Pointing records:

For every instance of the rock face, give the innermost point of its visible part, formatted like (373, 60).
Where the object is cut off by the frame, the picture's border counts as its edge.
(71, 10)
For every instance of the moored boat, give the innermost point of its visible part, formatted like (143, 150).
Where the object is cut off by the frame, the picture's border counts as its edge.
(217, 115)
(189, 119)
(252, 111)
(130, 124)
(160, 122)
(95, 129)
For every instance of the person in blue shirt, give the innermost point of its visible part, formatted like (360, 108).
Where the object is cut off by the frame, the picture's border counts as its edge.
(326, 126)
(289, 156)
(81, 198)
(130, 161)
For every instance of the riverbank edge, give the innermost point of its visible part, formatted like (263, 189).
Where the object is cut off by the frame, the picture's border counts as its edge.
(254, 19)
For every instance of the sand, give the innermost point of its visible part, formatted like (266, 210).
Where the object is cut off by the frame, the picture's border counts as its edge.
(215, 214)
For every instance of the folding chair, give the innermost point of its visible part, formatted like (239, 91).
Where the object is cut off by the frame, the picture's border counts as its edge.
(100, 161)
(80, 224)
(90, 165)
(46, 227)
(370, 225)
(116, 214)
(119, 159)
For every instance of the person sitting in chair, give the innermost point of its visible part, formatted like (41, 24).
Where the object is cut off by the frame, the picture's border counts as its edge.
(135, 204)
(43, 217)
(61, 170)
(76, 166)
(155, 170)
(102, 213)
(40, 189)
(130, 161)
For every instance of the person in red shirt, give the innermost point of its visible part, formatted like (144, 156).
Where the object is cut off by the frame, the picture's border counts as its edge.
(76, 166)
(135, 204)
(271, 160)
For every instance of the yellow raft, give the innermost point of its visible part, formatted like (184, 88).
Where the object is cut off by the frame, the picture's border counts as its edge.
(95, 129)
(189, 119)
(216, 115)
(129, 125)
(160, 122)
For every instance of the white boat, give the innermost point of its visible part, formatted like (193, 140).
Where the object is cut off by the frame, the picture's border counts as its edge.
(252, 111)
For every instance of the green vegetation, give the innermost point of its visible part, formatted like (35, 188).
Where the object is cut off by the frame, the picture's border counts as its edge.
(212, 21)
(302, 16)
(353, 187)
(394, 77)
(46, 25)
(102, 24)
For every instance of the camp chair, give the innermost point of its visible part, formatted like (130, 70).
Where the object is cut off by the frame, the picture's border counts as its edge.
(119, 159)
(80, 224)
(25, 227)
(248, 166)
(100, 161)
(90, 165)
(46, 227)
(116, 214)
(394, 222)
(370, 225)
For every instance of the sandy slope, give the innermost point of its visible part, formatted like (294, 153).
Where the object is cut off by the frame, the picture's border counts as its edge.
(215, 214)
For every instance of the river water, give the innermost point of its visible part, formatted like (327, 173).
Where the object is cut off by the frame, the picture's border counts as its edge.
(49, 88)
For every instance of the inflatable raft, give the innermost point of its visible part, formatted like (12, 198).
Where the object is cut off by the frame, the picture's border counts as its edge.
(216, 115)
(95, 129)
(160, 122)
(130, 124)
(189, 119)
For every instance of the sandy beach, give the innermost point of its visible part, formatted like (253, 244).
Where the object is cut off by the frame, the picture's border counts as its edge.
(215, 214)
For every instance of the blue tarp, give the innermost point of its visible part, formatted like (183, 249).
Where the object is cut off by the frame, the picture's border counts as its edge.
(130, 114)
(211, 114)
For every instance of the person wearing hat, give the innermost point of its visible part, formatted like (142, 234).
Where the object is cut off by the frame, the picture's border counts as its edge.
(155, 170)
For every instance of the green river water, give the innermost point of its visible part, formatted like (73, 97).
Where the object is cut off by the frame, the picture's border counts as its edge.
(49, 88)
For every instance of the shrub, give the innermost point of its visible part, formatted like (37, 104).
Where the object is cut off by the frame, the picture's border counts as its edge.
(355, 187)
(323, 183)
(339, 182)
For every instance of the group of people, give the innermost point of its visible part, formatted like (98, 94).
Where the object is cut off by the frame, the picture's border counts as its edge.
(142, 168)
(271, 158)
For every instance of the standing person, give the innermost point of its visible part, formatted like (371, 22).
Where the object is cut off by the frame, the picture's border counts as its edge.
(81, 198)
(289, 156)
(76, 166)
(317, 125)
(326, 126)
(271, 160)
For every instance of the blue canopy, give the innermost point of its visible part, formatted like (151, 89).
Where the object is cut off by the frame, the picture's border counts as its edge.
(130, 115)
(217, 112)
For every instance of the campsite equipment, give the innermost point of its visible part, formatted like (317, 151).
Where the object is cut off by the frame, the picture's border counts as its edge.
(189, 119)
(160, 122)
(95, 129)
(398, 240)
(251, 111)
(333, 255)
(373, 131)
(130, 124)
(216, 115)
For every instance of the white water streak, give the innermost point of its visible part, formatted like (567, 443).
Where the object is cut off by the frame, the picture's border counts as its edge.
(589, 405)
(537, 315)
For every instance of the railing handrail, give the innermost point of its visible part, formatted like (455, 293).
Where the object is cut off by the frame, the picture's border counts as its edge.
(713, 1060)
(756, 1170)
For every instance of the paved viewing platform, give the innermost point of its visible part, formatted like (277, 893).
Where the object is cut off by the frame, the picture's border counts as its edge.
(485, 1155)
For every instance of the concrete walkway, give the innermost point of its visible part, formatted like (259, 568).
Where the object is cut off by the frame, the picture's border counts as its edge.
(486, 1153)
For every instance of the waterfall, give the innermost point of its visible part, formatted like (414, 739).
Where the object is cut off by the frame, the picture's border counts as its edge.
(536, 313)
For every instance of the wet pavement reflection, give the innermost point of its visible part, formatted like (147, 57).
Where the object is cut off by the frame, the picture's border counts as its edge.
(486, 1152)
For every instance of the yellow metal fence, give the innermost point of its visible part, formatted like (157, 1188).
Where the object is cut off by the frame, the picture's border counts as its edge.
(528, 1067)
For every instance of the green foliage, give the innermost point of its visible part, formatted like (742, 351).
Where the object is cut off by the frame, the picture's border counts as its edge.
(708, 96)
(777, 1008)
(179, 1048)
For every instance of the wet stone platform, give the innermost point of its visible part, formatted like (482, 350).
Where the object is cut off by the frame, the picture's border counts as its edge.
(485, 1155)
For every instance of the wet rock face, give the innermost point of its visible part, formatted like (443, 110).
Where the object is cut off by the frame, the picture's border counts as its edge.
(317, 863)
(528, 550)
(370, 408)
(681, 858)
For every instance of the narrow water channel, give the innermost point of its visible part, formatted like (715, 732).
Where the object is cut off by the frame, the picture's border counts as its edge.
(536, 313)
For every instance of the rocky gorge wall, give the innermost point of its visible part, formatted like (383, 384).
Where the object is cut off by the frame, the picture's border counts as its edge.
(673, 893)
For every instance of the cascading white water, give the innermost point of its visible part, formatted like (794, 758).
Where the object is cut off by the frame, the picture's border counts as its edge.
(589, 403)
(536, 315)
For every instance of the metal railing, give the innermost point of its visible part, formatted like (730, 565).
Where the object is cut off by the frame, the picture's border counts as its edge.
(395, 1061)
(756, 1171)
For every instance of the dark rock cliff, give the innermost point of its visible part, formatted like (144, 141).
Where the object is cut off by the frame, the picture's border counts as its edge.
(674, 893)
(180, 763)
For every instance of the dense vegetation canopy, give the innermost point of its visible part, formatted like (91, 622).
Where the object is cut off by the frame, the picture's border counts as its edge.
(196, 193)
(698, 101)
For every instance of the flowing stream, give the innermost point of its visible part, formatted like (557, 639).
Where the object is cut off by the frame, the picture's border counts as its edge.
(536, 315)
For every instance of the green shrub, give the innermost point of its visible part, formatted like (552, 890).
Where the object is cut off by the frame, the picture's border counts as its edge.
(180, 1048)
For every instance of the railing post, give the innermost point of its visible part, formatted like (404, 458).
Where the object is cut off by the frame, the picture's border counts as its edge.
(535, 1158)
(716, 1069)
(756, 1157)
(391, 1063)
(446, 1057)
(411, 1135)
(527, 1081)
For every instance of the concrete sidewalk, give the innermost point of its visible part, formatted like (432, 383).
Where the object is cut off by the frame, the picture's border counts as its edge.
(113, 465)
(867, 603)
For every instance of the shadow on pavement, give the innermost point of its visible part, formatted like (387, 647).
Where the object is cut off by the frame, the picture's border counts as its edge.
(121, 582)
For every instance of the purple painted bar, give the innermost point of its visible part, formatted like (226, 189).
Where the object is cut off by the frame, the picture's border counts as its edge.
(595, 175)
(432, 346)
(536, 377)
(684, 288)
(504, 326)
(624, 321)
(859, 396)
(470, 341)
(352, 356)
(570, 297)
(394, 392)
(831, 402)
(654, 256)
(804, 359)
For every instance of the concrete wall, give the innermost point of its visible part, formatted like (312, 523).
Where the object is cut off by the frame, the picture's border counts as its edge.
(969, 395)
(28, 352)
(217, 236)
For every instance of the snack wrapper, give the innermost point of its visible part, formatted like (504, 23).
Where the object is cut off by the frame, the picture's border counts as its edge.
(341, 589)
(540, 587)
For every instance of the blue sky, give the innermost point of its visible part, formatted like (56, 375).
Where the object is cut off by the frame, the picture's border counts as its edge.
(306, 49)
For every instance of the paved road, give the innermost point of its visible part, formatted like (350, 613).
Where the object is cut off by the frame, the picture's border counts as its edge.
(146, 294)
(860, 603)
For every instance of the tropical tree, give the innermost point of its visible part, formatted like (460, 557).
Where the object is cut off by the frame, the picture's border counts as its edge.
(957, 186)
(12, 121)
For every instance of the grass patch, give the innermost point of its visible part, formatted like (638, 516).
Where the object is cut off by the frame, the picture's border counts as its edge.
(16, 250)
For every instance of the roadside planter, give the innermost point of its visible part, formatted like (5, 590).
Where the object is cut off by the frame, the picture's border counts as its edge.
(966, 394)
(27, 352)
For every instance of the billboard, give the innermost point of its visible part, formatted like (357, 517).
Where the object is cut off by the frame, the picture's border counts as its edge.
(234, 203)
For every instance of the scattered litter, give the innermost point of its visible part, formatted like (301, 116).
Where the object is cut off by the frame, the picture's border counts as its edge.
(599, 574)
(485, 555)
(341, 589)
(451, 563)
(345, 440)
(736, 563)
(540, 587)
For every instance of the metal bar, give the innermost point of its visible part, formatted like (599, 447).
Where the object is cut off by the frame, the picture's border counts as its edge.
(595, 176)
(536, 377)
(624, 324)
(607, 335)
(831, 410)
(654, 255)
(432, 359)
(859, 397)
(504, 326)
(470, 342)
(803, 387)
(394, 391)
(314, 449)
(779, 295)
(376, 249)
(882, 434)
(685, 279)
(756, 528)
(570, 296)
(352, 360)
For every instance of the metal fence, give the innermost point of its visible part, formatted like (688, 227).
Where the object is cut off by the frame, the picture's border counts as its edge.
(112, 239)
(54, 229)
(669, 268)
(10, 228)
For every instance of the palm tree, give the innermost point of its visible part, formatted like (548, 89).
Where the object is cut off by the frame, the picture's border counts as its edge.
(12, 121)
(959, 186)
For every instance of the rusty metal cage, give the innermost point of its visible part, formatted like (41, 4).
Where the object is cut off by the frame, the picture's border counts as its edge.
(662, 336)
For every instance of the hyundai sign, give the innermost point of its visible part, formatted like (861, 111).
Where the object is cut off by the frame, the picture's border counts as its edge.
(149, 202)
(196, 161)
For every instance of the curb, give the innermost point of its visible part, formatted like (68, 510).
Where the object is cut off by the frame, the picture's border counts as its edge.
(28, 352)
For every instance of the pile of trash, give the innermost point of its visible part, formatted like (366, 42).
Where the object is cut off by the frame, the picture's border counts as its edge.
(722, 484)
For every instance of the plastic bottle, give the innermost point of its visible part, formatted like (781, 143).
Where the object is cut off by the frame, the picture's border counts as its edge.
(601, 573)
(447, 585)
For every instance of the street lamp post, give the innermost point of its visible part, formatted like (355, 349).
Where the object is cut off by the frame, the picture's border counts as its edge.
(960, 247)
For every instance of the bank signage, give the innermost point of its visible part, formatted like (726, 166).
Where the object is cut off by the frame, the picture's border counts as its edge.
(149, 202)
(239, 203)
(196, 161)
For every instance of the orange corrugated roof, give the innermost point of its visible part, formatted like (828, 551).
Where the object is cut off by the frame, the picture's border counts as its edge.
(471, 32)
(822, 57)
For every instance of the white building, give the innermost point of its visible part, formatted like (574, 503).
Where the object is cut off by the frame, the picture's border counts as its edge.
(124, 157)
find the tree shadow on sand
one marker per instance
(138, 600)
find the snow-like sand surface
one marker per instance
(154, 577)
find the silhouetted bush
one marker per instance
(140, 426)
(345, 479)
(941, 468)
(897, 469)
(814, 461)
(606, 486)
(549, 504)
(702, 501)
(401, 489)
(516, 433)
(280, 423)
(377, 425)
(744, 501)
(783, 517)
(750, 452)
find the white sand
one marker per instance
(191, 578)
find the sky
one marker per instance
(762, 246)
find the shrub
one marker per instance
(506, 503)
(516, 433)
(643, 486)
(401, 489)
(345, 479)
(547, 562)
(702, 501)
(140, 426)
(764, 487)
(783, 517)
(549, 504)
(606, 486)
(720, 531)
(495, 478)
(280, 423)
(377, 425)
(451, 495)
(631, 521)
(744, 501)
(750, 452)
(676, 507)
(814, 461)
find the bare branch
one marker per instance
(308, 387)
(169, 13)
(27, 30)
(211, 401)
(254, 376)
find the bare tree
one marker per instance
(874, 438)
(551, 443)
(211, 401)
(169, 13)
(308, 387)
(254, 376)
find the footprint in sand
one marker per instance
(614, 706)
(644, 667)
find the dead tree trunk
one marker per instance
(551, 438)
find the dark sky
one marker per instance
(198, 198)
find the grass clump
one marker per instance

# What you have to do:
Retype the stretch of the material above from the line containing "For every instance of the campsite" through the line containing "(486, 1153)", character for character.

# Answer to the exercise:
For every instance of the campsite equipment, give the innermost point of its visible part, formatted like (317, 151).
Where the object is cut off by the frame, the picture's border counts as its edge.
(189, 119)
(160, 122)
(95, 129)
(398, 240)
(251, 111)
(333, 255)
(373, 131)
(130, 124)
(216, 115)
For every instance of the white water streak, give the innermost point of its visible part, formatted like (567, 443).
Where the object is cut off by the frame, the picture's border counts as its edge.
(589, 405)
(537, 315)
For every instance of the railing handrail, give the innermost point of its visible part, formatted like (455, 293).
Where the object is cut off by the frame, the picture's border counts as its edge.
(713, 1060)
(756, 1170)
For every instance of the paved viewing platform, give the innermost point of its visible part, formatted like (277, 893).
Where the object is cut off by the frame, the picture's border counts as its edge.
(485, 1155)
For every instance of the concrete walkway, give the innermost point of its visible part, formatted like (259, 568).
Where the object is cut off by the frame, the picture's border counts as its edge.
(486, 1153)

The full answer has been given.